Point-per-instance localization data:
+--
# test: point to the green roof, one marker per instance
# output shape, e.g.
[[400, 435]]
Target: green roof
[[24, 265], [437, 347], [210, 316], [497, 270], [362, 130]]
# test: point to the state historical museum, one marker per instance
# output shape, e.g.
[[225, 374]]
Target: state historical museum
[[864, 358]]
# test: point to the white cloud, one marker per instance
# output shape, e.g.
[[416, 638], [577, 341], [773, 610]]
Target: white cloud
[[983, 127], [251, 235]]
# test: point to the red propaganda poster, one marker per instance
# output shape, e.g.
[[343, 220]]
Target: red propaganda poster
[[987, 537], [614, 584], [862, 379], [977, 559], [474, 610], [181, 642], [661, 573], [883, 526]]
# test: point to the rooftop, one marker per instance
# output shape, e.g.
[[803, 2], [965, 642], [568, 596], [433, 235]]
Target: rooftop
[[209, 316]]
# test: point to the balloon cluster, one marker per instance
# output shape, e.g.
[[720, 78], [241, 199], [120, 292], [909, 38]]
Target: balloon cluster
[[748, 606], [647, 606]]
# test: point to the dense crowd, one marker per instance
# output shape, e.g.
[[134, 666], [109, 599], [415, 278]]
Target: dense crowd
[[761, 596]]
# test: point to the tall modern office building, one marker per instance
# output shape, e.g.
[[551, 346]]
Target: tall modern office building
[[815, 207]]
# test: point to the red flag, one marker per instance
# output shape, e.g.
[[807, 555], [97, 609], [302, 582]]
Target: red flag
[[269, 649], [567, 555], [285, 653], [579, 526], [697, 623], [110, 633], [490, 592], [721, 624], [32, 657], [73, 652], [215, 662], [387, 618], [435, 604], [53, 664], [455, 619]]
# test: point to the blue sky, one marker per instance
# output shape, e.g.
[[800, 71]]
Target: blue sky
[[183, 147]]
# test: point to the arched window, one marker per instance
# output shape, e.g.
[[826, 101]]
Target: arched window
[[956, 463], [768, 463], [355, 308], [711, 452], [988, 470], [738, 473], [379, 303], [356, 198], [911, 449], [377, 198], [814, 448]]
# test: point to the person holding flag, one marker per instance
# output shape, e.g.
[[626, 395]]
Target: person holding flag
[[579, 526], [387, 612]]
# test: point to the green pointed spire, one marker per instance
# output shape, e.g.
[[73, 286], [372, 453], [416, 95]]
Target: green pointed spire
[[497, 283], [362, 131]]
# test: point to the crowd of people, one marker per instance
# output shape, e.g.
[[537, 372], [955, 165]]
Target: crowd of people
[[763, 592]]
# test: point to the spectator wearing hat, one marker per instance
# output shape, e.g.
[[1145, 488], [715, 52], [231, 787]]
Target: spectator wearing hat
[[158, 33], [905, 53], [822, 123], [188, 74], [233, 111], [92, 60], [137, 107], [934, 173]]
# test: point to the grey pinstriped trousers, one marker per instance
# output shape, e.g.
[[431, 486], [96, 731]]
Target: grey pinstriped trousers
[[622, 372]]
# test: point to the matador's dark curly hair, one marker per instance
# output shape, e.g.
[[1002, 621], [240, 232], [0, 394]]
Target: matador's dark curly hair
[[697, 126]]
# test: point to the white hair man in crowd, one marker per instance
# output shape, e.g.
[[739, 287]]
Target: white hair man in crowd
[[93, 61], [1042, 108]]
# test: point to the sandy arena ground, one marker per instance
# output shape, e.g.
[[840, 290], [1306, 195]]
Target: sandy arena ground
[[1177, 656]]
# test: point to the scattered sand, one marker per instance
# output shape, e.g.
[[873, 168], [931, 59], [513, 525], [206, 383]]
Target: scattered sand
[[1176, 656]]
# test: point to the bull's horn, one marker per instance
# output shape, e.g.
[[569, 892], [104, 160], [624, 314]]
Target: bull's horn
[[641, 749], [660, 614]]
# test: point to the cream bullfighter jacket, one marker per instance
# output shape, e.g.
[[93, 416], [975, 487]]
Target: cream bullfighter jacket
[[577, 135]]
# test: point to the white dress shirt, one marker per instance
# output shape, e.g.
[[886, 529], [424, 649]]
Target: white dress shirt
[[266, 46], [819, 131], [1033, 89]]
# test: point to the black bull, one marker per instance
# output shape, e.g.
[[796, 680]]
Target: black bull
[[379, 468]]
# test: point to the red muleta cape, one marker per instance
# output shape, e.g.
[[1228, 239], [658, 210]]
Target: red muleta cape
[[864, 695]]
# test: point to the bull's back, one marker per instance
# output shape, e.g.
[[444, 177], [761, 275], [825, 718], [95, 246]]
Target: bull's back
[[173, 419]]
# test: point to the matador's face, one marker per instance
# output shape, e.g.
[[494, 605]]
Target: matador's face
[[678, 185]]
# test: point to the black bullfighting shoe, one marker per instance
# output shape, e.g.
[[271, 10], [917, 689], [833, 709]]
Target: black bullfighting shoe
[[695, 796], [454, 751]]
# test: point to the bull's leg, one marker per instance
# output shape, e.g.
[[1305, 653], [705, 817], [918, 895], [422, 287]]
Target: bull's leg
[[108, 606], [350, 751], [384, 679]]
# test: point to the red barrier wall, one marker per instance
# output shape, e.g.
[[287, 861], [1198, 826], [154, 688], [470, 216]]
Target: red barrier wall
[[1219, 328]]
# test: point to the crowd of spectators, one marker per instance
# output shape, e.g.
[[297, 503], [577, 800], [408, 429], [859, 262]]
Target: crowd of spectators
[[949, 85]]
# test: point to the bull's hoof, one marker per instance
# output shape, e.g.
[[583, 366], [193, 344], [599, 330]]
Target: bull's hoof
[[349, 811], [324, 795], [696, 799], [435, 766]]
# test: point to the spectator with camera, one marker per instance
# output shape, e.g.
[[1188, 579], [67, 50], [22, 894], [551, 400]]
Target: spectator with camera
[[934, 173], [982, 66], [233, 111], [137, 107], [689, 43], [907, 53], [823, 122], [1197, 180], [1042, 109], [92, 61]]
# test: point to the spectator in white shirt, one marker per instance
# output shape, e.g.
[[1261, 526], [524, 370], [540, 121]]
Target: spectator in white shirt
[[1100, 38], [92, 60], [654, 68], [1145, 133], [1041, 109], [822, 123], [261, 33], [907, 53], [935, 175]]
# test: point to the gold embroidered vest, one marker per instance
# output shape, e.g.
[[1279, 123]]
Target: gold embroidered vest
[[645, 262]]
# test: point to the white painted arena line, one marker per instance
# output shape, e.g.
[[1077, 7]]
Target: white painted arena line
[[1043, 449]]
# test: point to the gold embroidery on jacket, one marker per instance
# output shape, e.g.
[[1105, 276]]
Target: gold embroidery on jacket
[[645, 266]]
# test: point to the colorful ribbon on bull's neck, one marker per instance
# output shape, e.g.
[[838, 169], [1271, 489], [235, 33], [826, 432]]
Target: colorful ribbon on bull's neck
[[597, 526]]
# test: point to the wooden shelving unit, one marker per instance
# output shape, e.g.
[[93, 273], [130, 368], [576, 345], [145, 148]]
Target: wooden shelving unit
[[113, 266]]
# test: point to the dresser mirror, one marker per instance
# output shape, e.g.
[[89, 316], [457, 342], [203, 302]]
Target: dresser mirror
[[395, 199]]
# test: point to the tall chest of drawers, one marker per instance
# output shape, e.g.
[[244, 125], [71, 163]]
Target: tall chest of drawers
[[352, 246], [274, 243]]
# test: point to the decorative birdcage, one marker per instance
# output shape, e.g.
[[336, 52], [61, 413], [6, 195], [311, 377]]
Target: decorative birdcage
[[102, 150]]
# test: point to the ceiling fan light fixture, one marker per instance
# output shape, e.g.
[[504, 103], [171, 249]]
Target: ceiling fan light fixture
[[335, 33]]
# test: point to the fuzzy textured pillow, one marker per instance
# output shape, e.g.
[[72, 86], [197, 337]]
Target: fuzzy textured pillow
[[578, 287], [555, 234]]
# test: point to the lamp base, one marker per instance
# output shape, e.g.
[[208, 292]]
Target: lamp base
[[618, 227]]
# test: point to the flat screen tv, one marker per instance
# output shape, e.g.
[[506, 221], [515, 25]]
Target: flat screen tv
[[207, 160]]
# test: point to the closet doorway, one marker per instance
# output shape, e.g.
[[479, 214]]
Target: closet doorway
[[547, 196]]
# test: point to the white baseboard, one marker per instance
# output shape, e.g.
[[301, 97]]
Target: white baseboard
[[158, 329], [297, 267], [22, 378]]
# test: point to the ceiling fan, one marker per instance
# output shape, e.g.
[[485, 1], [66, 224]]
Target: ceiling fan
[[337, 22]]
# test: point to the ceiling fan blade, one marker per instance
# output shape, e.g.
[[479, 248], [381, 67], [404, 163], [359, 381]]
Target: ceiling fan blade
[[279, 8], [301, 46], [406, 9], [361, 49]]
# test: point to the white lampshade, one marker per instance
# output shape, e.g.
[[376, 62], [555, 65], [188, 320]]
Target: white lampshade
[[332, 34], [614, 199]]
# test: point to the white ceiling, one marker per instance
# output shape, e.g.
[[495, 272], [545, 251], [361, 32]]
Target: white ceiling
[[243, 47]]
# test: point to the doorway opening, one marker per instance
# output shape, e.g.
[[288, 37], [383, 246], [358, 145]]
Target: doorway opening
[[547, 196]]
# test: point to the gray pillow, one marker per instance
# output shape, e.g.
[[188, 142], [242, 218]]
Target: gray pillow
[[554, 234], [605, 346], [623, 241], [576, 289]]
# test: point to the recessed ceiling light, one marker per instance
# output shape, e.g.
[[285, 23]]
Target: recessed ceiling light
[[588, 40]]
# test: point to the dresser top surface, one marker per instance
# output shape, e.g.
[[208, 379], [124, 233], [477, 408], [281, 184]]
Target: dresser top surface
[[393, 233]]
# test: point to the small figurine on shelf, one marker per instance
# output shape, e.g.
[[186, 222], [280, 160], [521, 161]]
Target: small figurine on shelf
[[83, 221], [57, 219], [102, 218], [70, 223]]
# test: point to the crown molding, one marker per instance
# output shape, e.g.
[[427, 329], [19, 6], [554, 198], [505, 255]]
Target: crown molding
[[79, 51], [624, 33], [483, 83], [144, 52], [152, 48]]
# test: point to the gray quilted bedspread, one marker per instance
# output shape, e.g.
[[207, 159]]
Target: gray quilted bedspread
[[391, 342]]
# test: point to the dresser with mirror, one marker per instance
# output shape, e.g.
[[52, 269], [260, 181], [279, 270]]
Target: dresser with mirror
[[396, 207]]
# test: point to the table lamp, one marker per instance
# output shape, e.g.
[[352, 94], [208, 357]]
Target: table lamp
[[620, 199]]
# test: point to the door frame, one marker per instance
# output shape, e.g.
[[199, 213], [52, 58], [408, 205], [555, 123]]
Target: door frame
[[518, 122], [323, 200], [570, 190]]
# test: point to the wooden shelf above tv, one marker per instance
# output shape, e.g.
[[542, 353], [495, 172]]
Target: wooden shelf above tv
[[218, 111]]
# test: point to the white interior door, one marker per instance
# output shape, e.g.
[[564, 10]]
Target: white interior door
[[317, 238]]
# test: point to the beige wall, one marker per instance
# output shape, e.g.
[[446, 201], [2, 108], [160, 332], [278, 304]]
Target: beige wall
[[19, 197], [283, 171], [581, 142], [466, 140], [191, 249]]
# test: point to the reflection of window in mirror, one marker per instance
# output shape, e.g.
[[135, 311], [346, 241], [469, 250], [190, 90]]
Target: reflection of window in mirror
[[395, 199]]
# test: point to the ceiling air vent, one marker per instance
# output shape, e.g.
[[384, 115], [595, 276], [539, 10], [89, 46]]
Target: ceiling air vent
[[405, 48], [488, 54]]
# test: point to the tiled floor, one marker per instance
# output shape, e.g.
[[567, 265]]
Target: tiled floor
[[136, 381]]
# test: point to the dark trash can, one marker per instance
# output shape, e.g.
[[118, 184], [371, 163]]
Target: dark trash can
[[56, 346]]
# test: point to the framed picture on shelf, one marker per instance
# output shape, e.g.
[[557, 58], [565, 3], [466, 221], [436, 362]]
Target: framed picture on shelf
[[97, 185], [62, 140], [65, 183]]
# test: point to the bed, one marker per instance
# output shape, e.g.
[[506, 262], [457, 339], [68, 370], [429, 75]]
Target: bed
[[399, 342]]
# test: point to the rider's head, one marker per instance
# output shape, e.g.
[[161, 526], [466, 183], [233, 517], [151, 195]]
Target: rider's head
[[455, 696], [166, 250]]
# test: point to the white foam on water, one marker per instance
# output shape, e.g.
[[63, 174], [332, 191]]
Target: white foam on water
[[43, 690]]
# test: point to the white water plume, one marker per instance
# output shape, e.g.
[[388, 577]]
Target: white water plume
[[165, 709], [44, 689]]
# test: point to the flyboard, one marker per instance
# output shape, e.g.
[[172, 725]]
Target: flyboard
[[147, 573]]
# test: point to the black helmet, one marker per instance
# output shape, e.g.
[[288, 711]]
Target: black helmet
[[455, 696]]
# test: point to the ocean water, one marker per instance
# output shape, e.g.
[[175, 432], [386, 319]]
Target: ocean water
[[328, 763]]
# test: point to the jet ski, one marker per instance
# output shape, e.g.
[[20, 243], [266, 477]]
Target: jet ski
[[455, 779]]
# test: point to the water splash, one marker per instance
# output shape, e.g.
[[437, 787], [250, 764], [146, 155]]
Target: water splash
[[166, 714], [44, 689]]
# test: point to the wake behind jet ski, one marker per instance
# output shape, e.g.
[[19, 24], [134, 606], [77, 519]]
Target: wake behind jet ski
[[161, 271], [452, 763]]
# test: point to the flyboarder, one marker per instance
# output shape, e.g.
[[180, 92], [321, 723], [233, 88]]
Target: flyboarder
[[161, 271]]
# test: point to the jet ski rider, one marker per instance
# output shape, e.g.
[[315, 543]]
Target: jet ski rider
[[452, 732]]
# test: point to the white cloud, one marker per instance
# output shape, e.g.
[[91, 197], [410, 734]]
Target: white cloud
+--
Please restate, word for word, the lines of the entries that run from the first line through the one holding "[[826, 101]]", and add nothing.

# test: point to the green roof, one marker per instance
# output shape, e.g.
[[400, 435]]
Target: green roof
[[24, 265], [437, 347], [210, 316], [497, 270], [362, 130]]
# test: point to the state historical museum, one marker per instance
# output shape, e.g.
[[225, 374]]
Target: state historical museum
[[864, 358]]
# test: point to the white cloud, one marker per instance
# output shape, e.g.
[[416, 638], [577, 341], [773, 610]]
Target: white cloud
[[983, 127], [251, 235]]
# test: point to the red propaganda poster, one marker per instance
# output shape, e.g.
[[343, 220]]
Target: red propaganda poster
[[987, 537], [614, 584], [862, 379], [977, 559], [474, 610], [181, 642], [661, 573], [883, 526]]
# test: point to the rooftop, one marker per instance
# output shape, e.g.
[[803, 2], [965, 642], [568, 596], [433, 235]]
Target: rooftop
[[209, 316]]
# test: point to the balloon cluster, one marker per instance
# output shape, e.g.
[[720, 78], [241, 199], [120, 292], [909, 38]]
Target: balloon cluster
[[748, 606], [647, 606]]
# test: point to the dense crowd, one marker per instance
# output shape, e.g.
[[134, 666], [109, 599], [415, 278]]
Target: dense crowd
[[761, 596]]
# test: point to the tall modern office building, one marker per instance
# output shape, e.g.
[[551, 346]]
Target: tall modern office building
[[815, 207]]
# test: point to the red flag, one marker per instance
# output shape, e.g.
[[807, 555], [97, 609], [302, 582]]
Target: red flag
[[269, 649], [567, 555], [285, 653], [579, 526], [697, 623], [110, 633], [490, 592], [721, 624], [32, 657], [73, 652], [215, 662], [387, 618], [435, 604], [53, 664], [455, 619]]
# test: point to the blue sky, one marker per instance
# output shape, e.g.
[[800, 71]]
Target: blue sky
[[183, 147]]
# test: point to the arched window, one marker per instance
# output shape, e.g.
[[826, 101]]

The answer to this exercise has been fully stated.